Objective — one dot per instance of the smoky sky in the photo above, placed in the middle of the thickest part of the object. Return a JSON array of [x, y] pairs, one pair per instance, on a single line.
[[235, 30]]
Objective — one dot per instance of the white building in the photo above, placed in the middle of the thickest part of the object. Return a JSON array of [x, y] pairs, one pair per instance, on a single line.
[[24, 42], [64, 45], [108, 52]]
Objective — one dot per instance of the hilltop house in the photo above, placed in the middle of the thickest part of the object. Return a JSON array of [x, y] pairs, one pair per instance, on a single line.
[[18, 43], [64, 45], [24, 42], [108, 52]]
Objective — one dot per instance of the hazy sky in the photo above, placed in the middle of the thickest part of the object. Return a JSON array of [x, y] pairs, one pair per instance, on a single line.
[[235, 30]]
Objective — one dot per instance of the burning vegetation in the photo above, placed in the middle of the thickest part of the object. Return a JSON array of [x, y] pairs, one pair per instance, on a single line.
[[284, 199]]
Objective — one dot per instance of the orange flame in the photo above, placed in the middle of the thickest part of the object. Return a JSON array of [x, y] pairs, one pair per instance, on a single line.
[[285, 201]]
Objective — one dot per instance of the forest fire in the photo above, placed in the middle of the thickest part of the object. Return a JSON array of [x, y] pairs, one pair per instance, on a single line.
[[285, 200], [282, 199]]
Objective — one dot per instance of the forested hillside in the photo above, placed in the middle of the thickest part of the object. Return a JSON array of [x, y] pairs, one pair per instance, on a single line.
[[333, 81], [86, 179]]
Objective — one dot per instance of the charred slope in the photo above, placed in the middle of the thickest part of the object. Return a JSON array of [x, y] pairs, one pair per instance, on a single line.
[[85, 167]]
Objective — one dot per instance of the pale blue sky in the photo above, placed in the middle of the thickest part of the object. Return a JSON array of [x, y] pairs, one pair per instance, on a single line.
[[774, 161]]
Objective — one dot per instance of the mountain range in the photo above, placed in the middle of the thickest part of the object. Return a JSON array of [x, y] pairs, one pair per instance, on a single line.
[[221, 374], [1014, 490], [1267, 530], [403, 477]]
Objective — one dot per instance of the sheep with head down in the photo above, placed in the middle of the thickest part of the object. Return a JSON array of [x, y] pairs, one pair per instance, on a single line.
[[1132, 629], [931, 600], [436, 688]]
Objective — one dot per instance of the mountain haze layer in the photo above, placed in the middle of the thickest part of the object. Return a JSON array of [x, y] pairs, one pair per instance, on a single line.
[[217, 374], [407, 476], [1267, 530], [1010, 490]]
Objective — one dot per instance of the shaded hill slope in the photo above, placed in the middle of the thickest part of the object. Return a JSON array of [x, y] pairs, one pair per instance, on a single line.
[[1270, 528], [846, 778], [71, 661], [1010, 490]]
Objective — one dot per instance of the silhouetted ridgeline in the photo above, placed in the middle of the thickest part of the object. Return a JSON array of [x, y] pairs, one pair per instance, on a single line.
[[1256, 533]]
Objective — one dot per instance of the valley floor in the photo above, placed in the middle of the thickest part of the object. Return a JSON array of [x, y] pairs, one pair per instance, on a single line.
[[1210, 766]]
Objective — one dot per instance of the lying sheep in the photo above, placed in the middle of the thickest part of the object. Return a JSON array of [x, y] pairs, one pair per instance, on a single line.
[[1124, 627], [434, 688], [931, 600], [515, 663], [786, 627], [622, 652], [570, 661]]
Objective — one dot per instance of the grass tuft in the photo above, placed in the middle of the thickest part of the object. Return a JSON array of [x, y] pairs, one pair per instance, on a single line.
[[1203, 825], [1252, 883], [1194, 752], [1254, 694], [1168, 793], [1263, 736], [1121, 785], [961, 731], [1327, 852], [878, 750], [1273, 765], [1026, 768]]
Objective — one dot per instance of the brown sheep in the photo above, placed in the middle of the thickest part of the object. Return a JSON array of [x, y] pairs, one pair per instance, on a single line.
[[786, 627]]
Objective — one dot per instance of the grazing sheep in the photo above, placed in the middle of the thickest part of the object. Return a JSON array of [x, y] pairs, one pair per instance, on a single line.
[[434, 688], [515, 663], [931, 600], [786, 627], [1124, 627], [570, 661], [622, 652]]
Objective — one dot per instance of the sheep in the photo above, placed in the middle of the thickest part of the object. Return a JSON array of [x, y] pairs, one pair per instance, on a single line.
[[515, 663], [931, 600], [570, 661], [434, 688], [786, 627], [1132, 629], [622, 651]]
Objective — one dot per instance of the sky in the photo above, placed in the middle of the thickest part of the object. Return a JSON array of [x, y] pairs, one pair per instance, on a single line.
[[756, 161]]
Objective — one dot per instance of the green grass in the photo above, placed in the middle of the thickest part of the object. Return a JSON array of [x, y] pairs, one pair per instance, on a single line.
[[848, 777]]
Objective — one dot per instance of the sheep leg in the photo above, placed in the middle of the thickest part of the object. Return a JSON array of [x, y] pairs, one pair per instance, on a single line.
* * *
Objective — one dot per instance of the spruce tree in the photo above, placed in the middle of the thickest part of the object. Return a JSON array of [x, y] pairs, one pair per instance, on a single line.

## Exercise aim
Reproduce everything from the line containing "Objective — one dot per instance of the shaded" down to the line containing "652], [570, 661]]", swapping "lying sheep" for "resting sheep" and changing nothing else.

## Right answer
Objective — one dot per instance of the shaded hill slope in the photo above, placed in the middle of the thickest part of the object. Return a JSON array of [x, y] pairs, one pair per instance, on a single line.
[[1270, 528], [846, 778], [71, 661], [1010, 490]]
Objective — one dot per instance of the silhouetted ridgeline in the photo above, placed in the middle of the thickest part of the object. Return a JSON array of [x, y] pairs, one pair per instance, on a single line.
[[1256, 533]]
Objective — one dot per instance of the valley floor in the photo above, placed in the middle of the thickest part of the object. Return a JSON array of [x, y] pairs, one pair per instance, on a single line.
[[1210, 766]]
Objective — one dot per instance of the resting sheep in the photo above, placed in the middle of the thickest part of the object. Return a JSON array of [x, y] pairs, one pair per instance, on a single line.
[[1124, 627], [434, 688], [931, 600], [515, 663], [786, 627], [622, 652], [570, 661]]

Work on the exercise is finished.